═══ The data

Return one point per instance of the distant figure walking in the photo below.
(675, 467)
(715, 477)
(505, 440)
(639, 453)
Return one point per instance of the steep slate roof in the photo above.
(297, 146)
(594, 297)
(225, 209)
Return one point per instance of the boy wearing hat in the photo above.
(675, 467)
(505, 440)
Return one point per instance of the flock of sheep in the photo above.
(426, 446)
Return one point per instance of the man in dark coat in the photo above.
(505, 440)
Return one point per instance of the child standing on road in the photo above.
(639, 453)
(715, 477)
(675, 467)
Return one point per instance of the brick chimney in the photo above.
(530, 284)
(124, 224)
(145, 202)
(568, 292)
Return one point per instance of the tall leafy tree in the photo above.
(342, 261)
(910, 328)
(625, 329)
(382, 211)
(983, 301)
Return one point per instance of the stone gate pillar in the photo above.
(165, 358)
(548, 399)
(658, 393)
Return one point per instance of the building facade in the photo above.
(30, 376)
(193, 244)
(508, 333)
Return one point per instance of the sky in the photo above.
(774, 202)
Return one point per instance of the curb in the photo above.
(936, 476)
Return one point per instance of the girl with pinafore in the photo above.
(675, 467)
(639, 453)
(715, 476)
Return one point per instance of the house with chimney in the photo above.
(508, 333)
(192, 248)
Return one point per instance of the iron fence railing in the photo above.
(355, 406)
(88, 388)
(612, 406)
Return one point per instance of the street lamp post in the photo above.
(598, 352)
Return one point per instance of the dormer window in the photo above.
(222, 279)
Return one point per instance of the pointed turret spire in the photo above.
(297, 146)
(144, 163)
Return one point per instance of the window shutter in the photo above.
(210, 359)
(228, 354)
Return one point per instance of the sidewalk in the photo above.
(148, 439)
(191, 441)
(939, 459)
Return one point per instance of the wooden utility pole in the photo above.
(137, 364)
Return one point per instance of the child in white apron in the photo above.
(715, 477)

══════

• [Given task] Begin at the line that has "Return one point per instance of the iron" and stop after the last line of the records. Write out every line in that span, keeping the wording lines as they are and offsetting both coordinates in each point by adding 117.

• [Response]
Return one point per instance of the iron fence railing in the photo above.
(472, 523)
(205, 505)
(729, 523)
Return one point per instance of the street lamp post in the photo above.
(715, 469)
Return one point per instance of the dormer window in the photo above.
(339, 396)
Return one point per instance of the pointed turret spire in the photo above.
(414, 263)
(261, 280)
Return one point per instance of the window shutter in the photo above.
(327, 476)
(345, 471)
Return one point per instance of the sidewalk in the photo above.
(265, 556)
(308, 558)
(1056, 576)
Return one point per instance of the wooden utility pole in the photo above.
(254, 481)
Return one point per instance of the child in white apron in the photo above.
(832, 594)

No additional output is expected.